WHAT YOU SHOULD DO:
Please revise the rows below by replacing "place a point" with "put a marker" throughout, leaving every other part unchanged.

Rows from a pointing dataset
"""

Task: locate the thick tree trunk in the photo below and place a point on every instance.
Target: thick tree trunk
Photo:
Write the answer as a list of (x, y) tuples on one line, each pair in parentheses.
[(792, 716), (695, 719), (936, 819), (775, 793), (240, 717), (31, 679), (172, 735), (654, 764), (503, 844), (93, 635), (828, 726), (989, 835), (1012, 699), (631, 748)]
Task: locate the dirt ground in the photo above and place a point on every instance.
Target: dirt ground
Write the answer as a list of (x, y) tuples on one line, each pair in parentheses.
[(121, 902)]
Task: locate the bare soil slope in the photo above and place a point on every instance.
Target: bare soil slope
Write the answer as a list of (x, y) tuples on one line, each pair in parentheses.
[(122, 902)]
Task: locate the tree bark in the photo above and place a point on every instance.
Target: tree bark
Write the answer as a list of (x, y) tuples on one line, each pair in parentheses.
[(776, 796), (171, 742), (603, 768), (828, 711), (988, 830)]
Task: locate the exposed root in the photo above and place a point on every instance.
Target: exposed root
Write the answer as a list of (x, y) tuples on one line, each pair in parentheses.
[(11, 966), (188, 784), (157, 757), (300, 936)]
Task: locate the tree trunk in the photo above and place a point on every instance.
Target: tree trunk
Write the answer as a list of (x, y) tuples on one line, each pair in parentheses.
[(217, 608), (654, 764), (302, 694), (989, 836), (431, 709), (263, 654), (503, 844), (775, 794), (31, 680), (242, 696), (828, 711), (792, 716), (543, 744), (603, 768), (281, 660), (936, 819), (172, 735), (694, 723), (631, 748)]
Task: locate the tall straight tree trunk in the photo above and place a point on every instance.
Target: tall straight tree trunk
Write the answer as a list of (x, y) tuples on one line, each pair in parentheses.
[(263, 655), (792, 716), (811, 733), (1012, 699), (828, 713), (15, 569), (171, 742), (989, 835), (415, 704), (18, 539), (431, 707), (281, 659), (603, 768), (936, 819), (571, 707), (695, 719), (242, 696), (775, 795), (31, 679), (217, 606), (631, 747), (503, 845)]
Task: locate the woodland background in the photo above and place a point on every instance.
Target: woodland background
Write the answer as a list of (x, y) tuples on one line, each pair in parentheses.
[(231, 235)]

"""

ANSWER BELOW:
Task: locate the thick tree trunk in the photo below and put a marker on every instance.
Target: thick tree trunk
Photo:
Write the answer as a list of (x, y) tuples on one line, each pair in parentheses.
[(792, 716), (695, 719), (936, 819), (775, 793), (240, 717), (31, 679), (172, 735), (654, 764), (503, 844), (93, 635), (828, 726), (989, 835), (1012, 699), (631, 748)]
Task: locate the dirt ground in the photo above and put a marker on every instance.
Target: dirt ground
Write the answer as a list of (x, y) tuples on one line, each pair in parentheses.
[(121, 902)]
Task: locate the bare soil slope in the photo above and put a marker on every instance.
Target: bare soil slope
Write the answer as a list of (x, y) tuples on one line, each pair in parentheses.
[(122, 902)]
Task: locate the tree bark in the photo above and put a marker on every instance.
Target: tree bark
Write the answer as a list of (x, y) tuples on one line, each pair in parentheses.
[(776, 796), (171, 742), (603, 768), (828, 711), (988, 830)]
Task: locate the exposed root in the photo above and put a marker on every instance.
Target: exposed root
Write the answer as a list of (x, y) tuples on one line, each pair in parentheses.
[(11, 966), (188, 784), (157, 757), (300, 936)]
Task: locate the tree trunk in the photo above and put a marker on every instance.
Target: tree trunk
Write the answer as a list of (x, y) tuples on one line, each pair in parentheses.
[(217, 608), (654, 764), (302, 694), (989, 836), (431, 709), (263, 654), (503, 844), (775, 794), (31, 680), (242, 696), (828, 711), (792, 716), (543, 744), (603, 768), (281, 660), (936, 819), (172, 735), (694, 723), (631, 748)]
Task: locate the tall straight tree trunk in the photo above and put a marker on every instance.
Target: tall straight tree trunk
Write the answer as a list of (x, y) tuples on one line, each pair in parentheses.
[(263, 655), (792, 716), (811, 733), (1012, 699), (828, 713), (15, 569), (171, 742), (989, 835), (415, 704), (18, 539), (431, 707), (281, 659), (603, 768), (936, 819), (571, 707), (695, 719), (242, 696), (775, 795), (31, 679), (217, 606), (631, 747), (503, 845)]
Task: locate the woodland background in the photo above and put a marker on every instance.
Target: woodland background
Write the answer as a list of (x, y) tuples on one line, each pair in parentheses.
[(231, 235)]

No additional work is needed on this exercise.